▸ **Location labeling records**:
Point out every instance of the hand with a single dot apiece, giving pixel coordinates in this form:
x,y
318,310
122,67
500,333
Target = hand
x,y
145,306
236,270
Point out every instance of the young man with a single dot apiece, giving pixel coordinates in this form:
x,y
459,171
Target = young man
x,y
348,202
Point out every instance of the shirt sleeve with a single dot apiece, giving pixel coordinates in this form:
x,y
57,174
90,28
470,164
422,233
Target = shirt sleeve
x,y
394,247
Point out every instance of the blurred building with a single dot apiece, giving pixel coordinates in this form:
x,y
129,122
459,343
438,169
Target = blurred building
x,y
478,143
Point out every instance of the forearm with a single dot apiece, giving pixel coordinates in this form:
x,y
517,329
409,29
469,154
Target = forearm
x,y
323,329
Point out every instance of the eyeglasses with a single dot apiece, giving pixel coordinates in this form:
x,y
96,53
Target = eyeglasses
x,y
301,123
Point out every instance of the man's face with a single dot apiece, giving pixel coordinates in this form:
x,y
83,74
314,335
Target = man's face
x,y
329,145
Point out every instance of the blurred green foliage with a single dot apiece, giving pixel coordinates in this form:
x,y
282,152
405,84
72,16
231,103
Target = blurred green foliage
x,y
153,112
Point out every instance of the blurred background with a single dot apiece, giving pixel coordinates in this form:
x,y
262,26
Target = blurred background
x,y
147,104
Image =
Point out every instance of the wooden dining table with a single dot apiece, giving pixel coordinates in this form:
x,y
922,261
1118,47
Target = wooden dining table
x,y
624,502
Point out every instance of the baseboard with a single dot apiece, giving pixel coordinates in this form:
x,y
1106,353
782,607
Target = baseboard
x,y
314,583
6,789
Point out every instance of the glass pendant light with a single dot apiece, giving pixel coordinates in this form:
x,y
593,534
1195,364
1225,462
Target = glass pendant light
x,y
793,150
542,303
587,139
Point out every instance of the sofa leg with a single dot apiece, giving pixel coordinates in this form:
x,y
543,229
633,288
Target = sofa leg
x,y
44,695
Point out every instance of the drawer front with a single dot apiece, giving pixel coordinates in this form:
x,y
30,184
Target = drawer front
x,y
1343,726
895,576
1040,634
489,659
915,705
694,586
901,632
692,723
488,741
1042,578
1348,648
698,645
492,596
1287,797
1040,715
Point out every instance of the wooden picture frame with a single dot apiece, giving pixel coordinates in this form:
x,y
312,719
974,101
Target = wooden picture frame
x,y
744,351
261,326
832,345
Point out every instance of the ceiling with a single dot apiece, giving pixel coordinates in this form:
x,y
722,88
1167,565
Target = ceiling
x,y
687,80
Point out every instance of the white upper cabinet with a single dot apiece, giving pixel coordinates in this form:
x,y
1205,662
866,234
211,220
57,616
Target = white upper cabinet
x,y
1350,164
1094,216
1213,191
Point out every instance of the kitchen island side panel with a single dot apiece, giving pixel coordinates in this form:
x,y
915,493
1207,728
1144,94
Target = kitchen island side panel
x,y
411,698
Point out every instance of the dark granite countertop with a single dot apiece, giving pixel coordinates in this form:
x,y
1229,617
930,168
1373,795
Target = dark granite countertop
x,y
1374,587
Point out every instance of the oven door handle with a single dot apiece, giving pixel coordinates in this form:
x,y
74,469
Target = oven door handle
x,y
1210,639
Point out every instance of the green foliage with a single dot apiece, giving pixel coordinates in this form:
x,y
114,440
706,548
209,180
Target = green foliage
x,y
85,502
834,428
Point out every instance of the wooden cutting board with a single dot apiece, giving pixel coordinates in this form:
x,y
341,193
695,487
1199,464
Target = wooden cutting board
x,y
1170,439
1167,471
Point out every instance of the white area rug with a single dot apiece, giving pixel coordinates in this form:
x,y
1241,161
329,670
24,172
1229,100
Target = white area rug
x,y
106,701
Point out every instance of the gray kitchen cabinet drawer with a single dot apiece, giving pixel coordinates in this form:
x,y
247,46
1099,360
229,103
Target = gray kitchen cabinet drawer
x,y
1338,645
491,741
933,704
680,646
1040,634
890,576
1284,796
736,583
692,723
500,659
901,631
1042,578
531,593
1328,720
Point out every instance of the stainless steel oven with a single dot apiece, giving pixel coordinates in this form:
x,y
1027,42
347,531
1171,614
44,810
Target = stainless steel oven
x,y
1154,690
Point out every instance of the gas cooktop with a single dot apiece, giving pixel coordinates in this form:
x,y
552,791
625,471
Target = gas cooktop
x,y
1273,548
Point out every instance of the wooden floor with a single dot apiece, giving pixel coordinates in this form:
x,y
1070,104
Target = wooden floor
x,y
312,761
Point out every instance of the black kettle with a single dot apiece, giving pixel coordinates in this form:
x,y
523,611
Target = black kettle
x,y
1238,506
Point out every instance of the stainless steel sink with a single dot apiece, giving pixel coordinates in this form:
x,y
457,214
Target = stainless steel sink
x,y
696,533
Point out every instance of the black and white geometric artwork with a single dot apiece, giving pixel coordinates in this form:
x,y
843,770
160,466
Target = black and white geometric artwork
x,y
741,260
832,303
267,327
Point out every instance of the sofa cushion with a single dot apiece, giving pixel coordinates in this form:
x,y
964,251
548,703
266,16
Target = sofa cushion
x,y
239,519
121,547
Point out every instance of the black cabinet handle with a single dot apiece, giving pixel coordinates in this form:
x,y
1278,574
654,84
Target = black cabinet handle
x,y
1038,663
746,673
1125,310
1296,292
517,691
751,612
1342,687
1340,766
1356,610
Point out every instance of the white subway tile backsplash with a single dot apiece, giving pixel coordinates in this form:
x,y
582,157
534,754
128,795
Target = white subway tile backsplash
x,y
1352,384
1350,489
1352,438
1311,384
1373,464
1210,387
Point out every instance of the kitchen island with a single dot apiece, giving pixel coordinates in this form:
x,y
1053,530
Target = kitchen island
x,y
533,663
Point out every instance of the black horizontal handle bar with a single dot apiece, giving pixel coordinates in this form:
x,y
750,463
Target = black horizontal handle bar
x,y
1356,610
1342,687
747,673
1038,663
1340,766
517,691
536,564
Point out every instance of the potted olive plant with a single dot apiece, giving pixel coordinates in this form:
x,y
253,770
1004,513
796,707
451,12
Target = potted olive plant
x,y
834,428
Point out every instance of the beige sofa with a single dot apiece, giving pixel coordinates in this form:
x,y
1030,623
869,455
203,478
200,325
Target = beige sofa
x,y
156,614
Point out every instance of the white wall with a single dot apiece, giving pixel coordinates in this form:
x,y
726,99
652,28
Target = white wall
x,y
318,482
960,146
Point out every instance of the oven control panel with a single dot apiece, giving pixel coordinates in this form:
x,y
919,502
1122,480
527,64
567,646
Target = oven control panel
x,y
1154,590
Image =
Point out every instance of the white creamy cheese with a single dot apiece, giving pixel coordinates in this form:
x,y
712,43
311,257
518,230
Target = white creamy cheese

▸ **Written instruction**:
Extract the listing in its entirety and repeat it exactly.

▸ **Written reply**:
Point out every instance of the hand with a single dot apiece, giving pixel coordinates in this form:
x,y
318,310
122,67
500,333
Target = hand
x,y
145,306
236,270
Point out every instance of the young man with a single dot apiece, giving pixel coordinates in this form:
x,y
459,171
Target = young man
x,y
348,202
Point out every instance of the shirt sleeve with a single dot apiece, giving pixel coordinates in this form:
x,y
57,174
90,28
470,164
422,233
Target = shirt sleeve
x,y
394,247
Point out every instance of the blurred building with a single dot apiece, giving pixel coordinates in this form:
x,y
129,122
459,343
438,169
Target = blurred building
x,y
478,143
Point out every instance of the forearm with a single dot apiece, giving pixel coordinates in this form:
x,y
517,329
409,29
469,154
Target = forearm
x,y
323,329
Point out every instance of the eyeglasses with a single dot apiece, giving pixel coordinates in this form:
x,y
96,53
Target = eyeglasses
x,y
301,123
Point out every instance of the man's face with a single dot apiece, giving pixel coordinates in this form:
x,y
83,74
314,335
Target = man's face
x,y
329,145
Point out every instance of the blurred green foliage with a single dot apiece, giving pixel coordinates in this form:
x,y
282,152
405,84
72,16
231,103
Target = blurred green foliage
x,y
153,112
Point out every instance of the blurred background with a single dot apiece, giving pixel coordinates in this form:
x,y
262,26
Target = blurred background
x,y
147,104
Image =
Point out every instance of the wooden dining table with a single dot apiece, giving pixel coordinates in this form:
x,y
922,261
1118,47
Target = wooden dining table
x,y
624,502
Point out every instance of the baseboard with a single dot apiece, giving pixel coordinates in this form:
x,y
1106,353
782,607
Target = baseboard
x,y
314,583
6,789
Point out every instance of the glass pendant light with a single dot apiece, giving pixel coordinates in this form:
x,y
593,534
1195,364
1225,462
Target = glass pendant light
x,y
793,150
542,303
587,139
Point out every instance of the sofa leg with a single dot apiece, giving pixel coordinates in this form:
x,y
543,229
633,288
Target = sofa leg
x,y
44,695
Point out every instance of the drawer front with a single dot apiece, giving pixel coordinates in this form:
x,y
30,184
Target = drawer front
x,y
1343,726
895,576
1040,634
489,659
915,705
694,586
901,632
692,723
488,741
1042,578
1348,648
698,645
492,596
1287,797
1040,715
Point out every instance of the wooden picture frame with a single dot apiece, giving pixel coordinates in this form:
x,y
312,719
974,101
Target = wooden picture frame
x,y
744,351
261,326
832,345
Point out every instance of the ceiling with a single dot apiece, giving pixel coordinates in this form:
x,y
722,88
1167,565
Target = ceiling
x,y
687,80
Point out every instance of the white upper cabinet with a single dot apiece, giving pixel coordinates in this form:
x,y
1205,662
866,234
211,220
57,616
Target = white upper cabinet
x,y
1350,164
1094,216
1213,191
Point out every instance of the kitchen island side panel with a single dot apiece, giving pixel coordinates in this form:
x,y
915,493
1207,728
1144,94
Target = kitchen island side panel
x,y
411,698
Point out every instance of the dark granite countertop with a single dot apiece, giving pixel coordinates in this form:
x,y
1229,617
930,168
1373,795
Target = dark granite countertop
x,y
1374,587
Point out every instance of the oven door handle with a single dot apiece, giving pixel coordinates in this form:
x,y
74,469
Target = oven door handle
x,y
1210,639
Point out every instance of the green foliage with a single dot apiece, giving pixel coordinates in this form:
x,y
114,440
706,548
209,180
Target = green foliage
x,y
85,502
834,428
Point out every instance of the wooden cutting board with a single dot apiece, giving pixel coordinates in this form:
x,y
341,193
695,487
1199,464
Target = wooden cutting board
x,y
1170,439
1167,471
Point out every instance of the white area rug with a single dot apiece, giving pixel coordinates in this form:
x,y
1241,161
329,670
24,172
1229,100
Target = white area rug
x,y
106,701
Point out every instance of the gray kitchen cabinet drawer with a single dot apiece, giving pixel coordinates in this form:
x,y
247,46
1099,360
229,103
Target = gray kitchen cabinet drawer
x,y
1338,645
491,741
933,704
680,646
1040,634
890,576
1284,796
736,583
692,723
500,659
901,631
1042,578
531,593
1328,720
Point out every instance of the stainless steel oven with a single dot apiece, giving pixel coordinates in this form:
x,y
1027,42
347,531
1171,614
44,810
Target = stainless steel oven
x,y
1154,690
Point out every instance of the gas cooktop with a single dot apiece, giving pixel coordinates in this form:
x,y
552,791
625,471
Target = gas cooktop
x,y
1273,548
Point out every instance of the wooden floor with a single dot apiece, giving pixel coordinates in this form:
x,y
1070,104
Target = wooden floor
x,y
312,761
Point out every instance of the black kettle with a single dot apiece, giving pixel coordinates in this form:
x,y
523,611
Target = black kettle
x,y
1238,506
Point out every instance of the stainless steel sink with a single dot apiece, giving pixel coordinates in this form:
x,y
457,214
Target = stainless steel sink
x,y
696,533
Point out every instance of the black and white geometric artwork with a single dot apiece, giving pixel coordinates in this form:
x,y
843,770
160,466
Target = black and white geometric artwork
x,y
741,260
832,303
267,327
Point out every instance of the sofa cushion with a single dot apiece, giving pixel coordinates in this form:
x,y
964,251
548,703
266,16
Target = sofa cushion
x,y
239,519
121,547
Point out every instance of the black cabinet handle with a single dot apiece, giving pixel coordinates in this form:
x,y
1278,574
654,84
Target = black cabinet handle
x,y
1038,663
746,673
1125,310
1296,292
517,691
751,612
1342,687
1340,766
1356,610
Point out every instance of the white subway tile backsplash with a single dot apiece, giving pixel coordinates in this form:
x,y
582,157
534,754
128,795
Target = white subway tile backsplash
x,y
1352,384
1350,489
1352,438
1311,384
1373,464
1210,387
Point out every instance of the kitchen island with a single dot apiece, giving pixel coordinates in this form:
x,y
1053,530
Target = kitchen island
x,y
533,663
Point out every instance of the black horizontal handle bar with a single dot apiece, giving pixel coordinates in this form:
x,y
750,463
Target = black horizontal handle bar
x,y
1356,610
1342,687
747,673
1038,663
1340,766
517,691
536,564
Point out every instance of the potted olive plant with a single dot apiece, giving pixel coordinates in this form:
x,y
253,770
1004,513
796,707
451,12
Target = potted olive plant
x,y
834,428
Point out every instance of the beige sofa with a single dot apiece, giving pixel coordinates in this form:
x,y
1030,623
869,455
203,478
200,325
Target = beige sofa
x,y
156,614
Point out every instance of the white wall with a single dot apiece, giving pixel coordinates in this form:
x,y
726,99
652,28
Target = white wall
x,y
318,482
960,146
Point out every instance of the oven control panel with a single dot apiece, giving pixel coordinates in this form:
x,y
919,502
1122,480
527,64
567,646
Target = oven control panel
x,y
1154,590
Image =
Point out every instance of the white creamy cheese with a single dot apiece, giving pixel coordinates in this form:
x,y
712,43
311,257
518,230
Target = white creamy cheese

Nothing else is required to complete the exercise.